=== Section Start ===

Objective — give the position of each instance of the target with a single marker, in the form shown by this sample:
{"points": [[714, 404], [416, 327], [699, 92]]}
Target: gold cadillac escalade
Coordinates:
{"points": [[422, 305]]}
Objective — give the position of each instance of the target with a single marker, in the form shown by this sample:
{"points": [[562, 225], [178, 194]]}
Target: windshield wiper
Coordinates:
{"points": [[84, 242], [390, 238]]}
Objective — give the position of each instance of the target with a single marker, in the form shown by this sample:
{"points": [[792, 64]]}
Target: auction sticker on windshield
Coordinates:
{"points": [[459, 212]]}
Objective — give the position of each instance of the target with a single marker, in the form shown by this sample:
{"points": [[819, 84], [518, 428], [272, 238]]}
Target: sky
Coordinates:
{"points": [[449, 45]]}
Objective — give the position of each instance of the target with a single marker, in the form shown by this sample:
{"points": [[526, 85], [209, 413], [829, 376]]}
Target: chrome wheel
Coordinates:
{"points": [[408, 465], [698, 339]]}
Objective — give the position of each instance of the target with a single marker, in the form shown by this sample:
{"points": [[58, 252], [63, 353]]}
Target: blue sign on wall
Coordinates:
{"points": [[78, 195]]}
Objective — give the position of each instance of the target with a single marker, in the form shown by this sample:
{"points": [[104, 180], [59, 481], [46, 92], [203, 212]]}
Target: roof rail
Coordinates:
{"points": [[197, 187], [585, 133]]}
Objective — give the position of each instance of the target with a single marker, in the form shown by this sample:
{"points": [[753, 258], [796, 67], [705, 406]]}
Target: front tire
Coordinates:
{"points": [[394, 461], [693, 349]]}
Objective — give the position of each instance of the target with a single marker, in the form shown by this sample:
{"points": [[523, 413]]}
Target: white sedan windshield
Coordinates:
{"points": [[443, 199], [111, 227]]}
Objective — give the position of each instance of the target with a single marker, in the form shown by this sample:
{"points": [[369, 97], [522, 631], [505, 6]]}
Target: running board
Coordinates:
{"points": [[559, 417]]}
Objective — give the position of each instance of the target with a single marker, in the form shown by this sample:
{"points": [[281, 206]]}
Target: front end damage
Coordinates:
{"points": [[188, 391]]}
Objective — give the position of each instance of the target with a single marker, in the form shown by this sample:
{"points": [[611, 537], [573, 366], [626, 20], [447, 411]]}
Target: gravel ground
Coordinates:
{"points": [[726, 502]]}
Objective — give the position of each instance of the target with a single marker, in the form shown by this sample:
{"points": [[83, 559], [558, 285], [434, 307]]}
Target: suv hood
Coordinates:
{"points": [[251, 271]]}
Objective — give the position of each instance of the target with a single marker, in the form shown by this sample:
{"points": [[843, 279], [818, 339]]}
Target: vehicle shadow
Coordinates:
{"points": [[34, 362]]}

=== Section End ===

_What to work on:_
Write the data out once more, exactly as it was given.

_Your solution:_
Objective — give the position of each instance of the target with a single marker, in the form shown by this sample:
{"points": [[714, 404], [416, 327], [699, 92]]}
Target: gold cadillac escalade
Coordinates:
{"points": [[422, 305]]}
Objective — give the position of each instance of the target with a single marker, in the form shown by this sample:
{"points": [[562, 225], [178, 194]]}
Target: windshield wiper
Coordinates:
{"points": [[84, 242], [390, 238]]}
Objective — give the position of each instance of the target with a single marker, in the form shown by this sample:
{"points": [[792, 64]]}
Target: auction sticker on windshield
Coordinates:
{"points": [[459, 212]]}
Objective — give the position of each instance of the target with a single marker, in the form shown by this sample:
{"points": [[819, 84], [518, 428], [272, 238]]}
Target: sky
Coordinates:
{"points": [[449, 45]]}
Objective — give the position of each instance of the target with a single marker, in the form shown by this sample:
{"points": [[526, 85], [209, 413], [829, 376]]}
Target: chrome wheel
Coordinates:
{"points": [[408, 465], [698, 339]]}
Objective — give the position of each instance of the target with a single marker, in the form shown by this sample:
{"points": [[58, 252], [63, 353]]}
Target: blue sign on wall
Coordinates:
{"points": [[78, 195]]}
Objective — give the position of each instance of the target with a single marker, in the form shown by this sample:
{"points": [[104, 180], [59, 481], [46, 92], [203, 212]]}
Target: roof rail
Coordinates:
{"points": [[197, 187], [585, 133]]}
Objective — give the position of each instance of the target with a single marker, in the form shown by this sample:
{"points": [[753, 258], [796, 67], [705, 406]]}
Target: front tire
Coordinates:
{"points": [[394, 461], [693, 349]]}
Objective — give the position of each instance of the target with a single marker, in the form shown by this sample:
{"points": [[523, 413]]}
Target: white sedan windshield
Coordinates:
{"points": [[443, 199], [111, 227]]}
Objective — give the position of each instance of the target with a single marker, in the form shown by this sample:
{"points": [[369, 97], [522, 631], [505, 6]]}
Target: running board
Coordinates:
{"points": [[559, 417]]}
Objective — give the position of each instance of the target with a single marker, in the form shown by this sample:
{"points": [[281, 206]]}
Target: front end damage
Coordinates:
{"points": [[188, 391]]}
Objective — give the position of each instance of the target with a single marker, in the form shown by this sample:
{"points": [[611, 537], [573, 366], [626, 20], [447, 411]]}
Target: gravel ground
Coordinates:
{"points": [[726, 502]]}
Objective — give the position of each instance of the target with a single marker, in the form shown by this sample:
{"points": [[83, 559], [558, 285], [434, 307]]}
Target: suv hood
Coordinates:
{"points": [[251, 271]]}
Objective — give the position of each instance of the target with a single marker, in the form shown by this sample:
{"points": [[843, 279], [818, 339]]}
Target: vehicle shadow
Coordinates:
{"points": [[34, 362]]}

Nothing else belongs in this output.